_How to complete this task_
Copy the records below word for word, leaving out nothing.

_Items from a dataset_

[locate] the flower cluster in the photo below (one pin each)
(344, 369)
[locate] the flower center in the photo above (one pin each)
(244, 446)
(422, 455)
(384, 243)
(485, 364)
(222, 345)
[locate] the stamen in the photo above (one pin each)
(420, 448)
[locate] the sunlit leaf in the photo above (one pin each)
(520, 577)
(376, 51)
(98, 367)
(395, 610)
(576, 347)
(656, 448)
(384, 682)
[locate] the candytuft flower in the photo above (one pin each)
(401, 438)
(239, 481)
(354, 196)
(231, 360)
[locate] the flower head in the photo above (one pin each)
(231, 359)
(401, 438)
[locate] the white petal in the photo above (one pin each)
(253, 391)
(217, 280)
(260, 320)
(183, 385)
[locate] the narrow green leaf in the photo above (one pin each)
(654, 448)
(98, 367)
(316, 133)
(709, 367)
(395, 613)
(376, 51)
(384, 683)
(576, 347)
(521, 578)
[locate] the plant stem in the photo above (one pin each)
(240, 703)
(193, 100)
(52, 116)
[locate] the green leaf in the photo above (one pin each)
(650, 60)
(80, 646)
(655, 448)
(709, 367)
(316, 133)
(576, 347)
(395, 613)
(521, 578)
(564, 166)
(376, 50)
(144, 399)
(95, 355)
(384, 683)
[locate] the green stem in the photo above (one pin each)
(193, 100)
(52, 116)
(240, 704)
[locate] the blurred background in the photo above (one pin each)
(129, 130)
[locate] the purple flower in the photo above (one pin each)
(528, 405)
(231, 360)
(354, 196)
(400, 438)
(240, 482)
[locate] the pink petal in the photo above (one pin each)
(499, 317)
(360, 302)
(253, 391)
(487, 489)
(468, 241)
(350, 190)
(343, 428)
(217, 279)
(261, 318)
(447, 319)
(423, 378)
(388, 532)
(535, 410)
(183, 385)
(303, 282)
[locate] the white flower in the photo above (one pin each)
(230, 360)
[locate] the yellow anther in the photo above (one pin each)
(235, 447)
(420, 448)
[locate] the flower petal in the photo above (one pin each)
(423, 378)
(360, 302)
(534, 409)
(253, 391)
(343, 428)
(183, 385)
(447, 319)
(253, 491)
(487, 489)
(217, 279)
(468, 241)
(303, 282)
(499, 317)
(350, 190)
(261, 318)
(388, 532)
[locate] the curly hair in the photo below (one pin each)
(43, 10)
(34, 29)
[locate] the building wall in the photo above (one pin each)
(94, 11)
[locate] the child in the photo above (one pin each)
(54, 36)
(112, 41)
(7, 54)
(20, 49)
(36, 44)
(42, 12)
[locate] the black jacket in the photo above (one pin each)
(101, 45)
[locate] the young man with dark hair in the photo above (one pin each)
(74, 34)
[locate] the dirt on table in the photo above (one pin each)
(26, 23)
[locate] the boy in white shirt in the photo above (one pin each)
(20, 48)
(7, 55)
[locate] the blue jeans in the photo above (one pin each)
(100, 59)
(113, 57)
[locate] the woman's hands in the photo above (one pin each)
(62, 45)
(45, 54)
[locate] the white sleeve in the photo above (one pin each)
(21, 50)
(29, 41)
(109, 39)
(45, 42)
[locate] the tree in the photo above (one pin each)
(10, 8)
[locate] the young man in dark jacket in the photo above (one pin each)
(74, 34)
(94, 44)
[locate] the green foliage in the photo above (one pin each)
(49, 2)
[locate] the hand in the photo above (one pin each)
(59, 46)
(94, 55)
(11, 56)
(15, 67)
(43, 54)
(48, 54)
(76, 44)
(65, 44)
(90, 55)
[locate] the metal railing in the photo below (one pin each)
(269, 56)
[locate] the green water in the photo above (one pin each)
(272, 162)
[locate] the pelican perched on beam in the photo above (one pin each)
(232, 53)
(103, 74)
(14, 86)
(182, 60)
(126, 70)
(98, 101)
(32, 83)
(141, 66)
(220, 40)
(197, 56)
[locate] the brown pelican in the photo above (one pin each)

_Final answer_
[locate] the flower cluster in the photo below (one pin each)
(344, 369)
[locate] the flower center in the photo above (one pin each)
(244, 446)
(422, 455)
(384, 243)
(485, 364)
(222, 345)
[locate] the stamen in the photo above (one pin each)
(420, 448)
[locate] the sunlit leaf in the photo above (one pin each)
(520, 577)
(376, 51)
(98, 367)
(395, 610)
(576, 347)
(656, 448)
(384, 682)
[locate] the candytuft flower in the photo above (one pin each)
(401, 438)
(239, 481)
(354, 196)
(231, 360)
[locate] the flower head in the photo above (one pin each)
(231, 359)
(401, 438)
[locate] the white petal in the photo above (one pin each)
(253, 391)
(217, 280)
(260, 320)
(183, 385)
[locate] the narrow green leaf in the photo above (one pin each)
(654, 448)
(98, 367)
(316, 133)
(709, 367)
(395, 613)
(376, 51)
(384, 683)
(576, 347)
(521, 578)
[locate] the plant stem in the photo above (one pin each)
(240, 703)
(193, 100)
(52, 116)
[locate] the green leaf in the photo above (one pin each)
(650, 60)
(80, 646)
(655, 448)
(709, 367)
(316, 133)
(576, 347)
(395, 613)
(521, 578)
(564, 166)
(376, 50)
(144, 399)
(95, 355)
(384, 683)
[locate] the green stem in the photo above (one pin each)
(193, 100)
(52, 116)
(240, 704)
[locate] the blurred background in the photo above (one pin each)
(129, 130)
[locate] the purple flower in the photo above (one pin each)
(528, 405)
(231, 360)
(354, 196)
(400, 438)
(240, 482)
[locate] the pink petal in the photo above (one pin each)
(499, 317)
(360, 302)
(253, 391)
(487, 489)
(468, 241)
(350, 190)
(343, 428)
(217, 279)
(261, 318)
(447, 319)
(423, 378)
(388, 532)
(535, 410)
(183, 385)
(303, 282)
[locate] the white flower in the photo above (one pin each)
(230, 360)
[locate] the yellow anther in the photo above (one pin each)
(235, 447)
(420, 448)
[locate] the flower petal in the photo above (one pin each)
(423, 378)
(360, 302)
(534, 409)
(253, 391)
(343, 428)
(183, 385)
(447, 319)
(253, 491)
(487, 489)
(217, 279)
(468, 241)
(303, 282)
(499, 317)
(350, 190)
(261, 318)
(388, 532)
[locate] the curly hair in the photo below (one pin each)
(43, 10)
(34, 29)
[locate] the building wall in the photo above (one pin each)
(94, 11)
[locate] the child in the photo above (one pin each)
(54, 36)
(112, 41)
(7, 54)
(20, 49)
(36, 44)
(42, 12)
[locate] the black jacket in the photo above (one pin each)
(101, 45)
[locate] the young man with dark hair in the photo above (one pin each)
(74, 34)
[locate] the dirt on table in the photo above (one pin each)
(26, 23)
[locate] the boy in white shirt in the photo above (one pin each)
(20, 48)
(7, 55)
[locate] the blue jeans in the photo above (one pin each)
(100, 59)
(113, 57)
[locate] the woman's hands in the photo above (one pin each)
(62, 45)
(45, 54)
[locate] the white sleeve in the photo above (one pin each)
(21, 50)
(29, 41)
(109, 39)
(45, 42)
[locate] the tree in the photo above (one pin each)
(10, 8)
[locate] the young man in dark jacket in the photo above (one pin each)
(74, 34)
(94, 44)
[locate] the green foliage in the photo above (one pin each)
(49, 2)
[locate] the hand in the photo above (one pin each)
(59, 46)
(94, 55)
(11, 56)
(15, 67)
(43, 54)
(48, 54)
(76, 44)
(65, 44)
(90, 55)
[locate] the metal railing in the photo below (one pin each)
(269, 56)
[locate] the green water in the photo above (one pin each)
(272, 162)
[locate] the pelican perched on beam in the photo above (one pin each)
(232, 53)
(103, 74)
(14, 86)
(182, 60)
(126, 70)
(98, 101)
(32, 83)
(141, 66)
(220, 40)
(197, 56)
[locate] the brown pelican in the photo above (one pin each)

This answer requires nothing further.